Required task ▸
Show each line of the records below that contains the word "every", treating uppercase and lowercase as different.

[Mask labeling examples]
━━━━━━━━━━━━━━━━━━━━━━━━━━━━━━
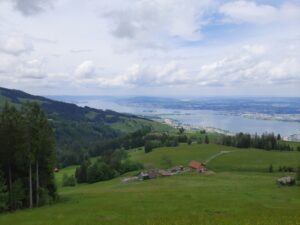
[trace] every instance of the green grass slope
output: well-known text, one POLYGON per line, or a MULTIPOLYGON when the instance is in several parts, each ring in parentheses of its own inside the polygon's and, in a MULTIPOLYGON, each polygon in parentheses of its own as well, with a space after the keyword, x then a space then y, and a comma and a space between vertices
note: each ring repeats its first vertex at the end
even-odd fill
MULTIPOLYGON (((121 178, 92 185, 60 188, 60 202, 0 215, 0 224, 21 225, 296 225, 300 224, 300 187, 278 187, 282 173, 264 172, 269 163, 299 165, 299 152, 265 152, 225 147, 230 153, 213 158, 212 174, 187 172, 167 178, 122 183, 121 178), (247 159, 249 160, 247 161, 247 159), (246 166, 244 166, 246 165, 246 166), (256 168, 256 169, 253 169, 256 168)), ((206 161, 224 151, 218 145, 180 145, 131 159, 163 167, 206 161)), ((69 167, 56 174, 72 173, 69 167)))

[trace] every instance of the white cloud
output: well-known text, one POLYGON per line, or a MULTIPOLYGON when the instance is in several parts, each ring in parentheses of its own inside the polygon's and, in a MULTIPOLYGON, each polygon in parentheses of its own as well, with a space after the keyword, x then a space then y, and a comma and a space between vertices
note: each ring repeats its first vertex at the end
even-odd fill
POLYGON ((300 83, 299 59, 290 58, 282 52, 278 60, 269 57, 269 53, 263 46, 246 45, 238 54, 202 65, 197 83, 204 86, 251 86, 282 81, 300 83))
POLYGON ((14 8, 24 16, 36 15, 50 7, 54 0, 11 0, 14 8))
POLYGON ((93 61, 86 60, 77 66, 75 75, 79 78, 93 78, 96 68, 93 61))
POLYGON ((6 40, 0 40, 0 51, 12 54, 20 55, 22 53, 28 53, 33 50, 33 45, 24 38, 10 37, 6 40))
POLYGON ((223 4, 220 13, 229 23, 269 24, 273 22, 293 22, 300 19, 300 5, 285 3, 279 7, 258 4, 254 1, 231 1, 223 4))
POLYGON ((17 66, 16 74, 22 79, 43 79, 46 77, 46 73, 42 67, 43 63, 40 60, 28 60, 17 66))
POLYGON ((196 41, 207 23, 204 15, 213 7, 212 0, 113 0, 102 6, 116 38, 139 45, 162 47, 168 38, 196 41))
POLYGON ((184 85, 188 82, 187 71, 176 62, 163 65, 130 66, 123 75, 115 78, 100 78, 100 86, 172 86, 184 85))

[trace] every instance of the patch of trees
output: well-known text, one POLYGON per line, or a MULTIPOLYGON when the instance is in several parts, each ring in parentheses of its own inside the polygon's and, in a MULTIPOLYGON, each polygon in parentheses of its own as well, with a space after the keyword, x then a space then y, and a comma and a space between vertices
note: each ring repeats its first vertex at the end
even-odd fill
POLYGON ((95 162, 85 160, 76 168, 75 177, 78 183, 95 183, 142 168, 142 164, 128 160, 126 151, 108 150, 102 152, 95 162))
POLYGON ((0 211, 32 208, 57 198, 54 134, 36 103, 0 112, 0 211))
POLYGON ((67 175, 64 173, 63 180, 62 180, 62 186, 63 187, 74 187, 76 185, 76 179, 75 176, 67 175))
POLYGON ((262 134, 261 136, 255 134, 238 133, 235 136, 223 136, 221 144, 233 146, 237 148, 258 148, 264 150, 280 150, 293 151, 294 149, 287 143, 276 137, 273 133, 262 134))
POLYGON ((99 156, 104 152, 113 151, 116 149, 131 149, 145 145, 145 136, 151 132, 150 127, 144 127, 133 133, 123 135, 108 140, 101 140, 95 144, 95 147, 90 151, 91 156, 99 156))

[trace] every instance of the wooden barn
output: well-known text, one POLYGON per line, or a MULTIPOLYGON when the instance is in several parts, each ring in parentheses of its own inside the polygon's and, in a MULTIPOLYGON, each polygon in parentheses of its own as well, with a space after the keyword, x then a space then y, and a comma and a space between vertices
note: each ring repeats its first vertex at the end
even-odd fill
POLYGON ((205 165, 203 163, 197 161, 190 161, 189 168, 191 171, 197 171, 199 173, 203 173, 206 171, 205 165))

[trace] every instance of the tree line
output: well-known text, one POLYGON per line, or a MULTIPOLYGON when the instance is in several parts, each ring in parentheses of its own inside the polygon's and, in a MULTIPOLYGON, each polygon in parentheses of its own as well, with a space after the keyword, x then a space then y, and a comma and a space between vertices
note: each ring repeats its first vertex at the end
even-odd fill
POLYGON ((32 208, 57 198, 54 133, 37 103, 0 112, 0 211, 32 208))
POLYGON ((84 160, 76 168, 75 174, 63 176, 63 186, 75 186, 76 183, 95 183, 110 180, 129 171, 143 168, 143 164, 131 162, 125 150, 106 150, 93 162, 84 160))
POLYGON ((238 133, 235 136, 224 135, 221 144, 237 148, 258 148, 264 150, 293 151, 293 147, 281 141, 281 137, 273 133, 264 133, 262 135, 250 135, 247 133, 238 133))

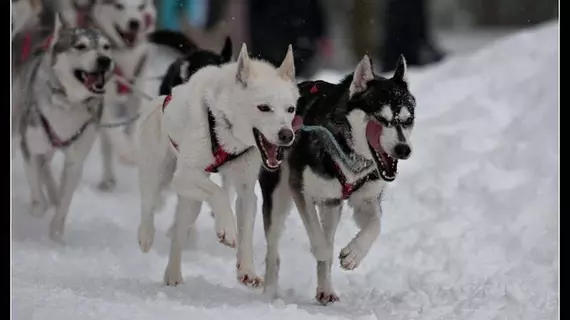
━━━━━━━━━━━━━━━━━━━━━━━━━━━━━━
Task answer ▸
[trace] every instance of the green grass slope
[trace] every instance of the white cloud
[trace] every instance of the patch of trees
[trace] every instance of the wooden barn
[trace] every instance of the tree line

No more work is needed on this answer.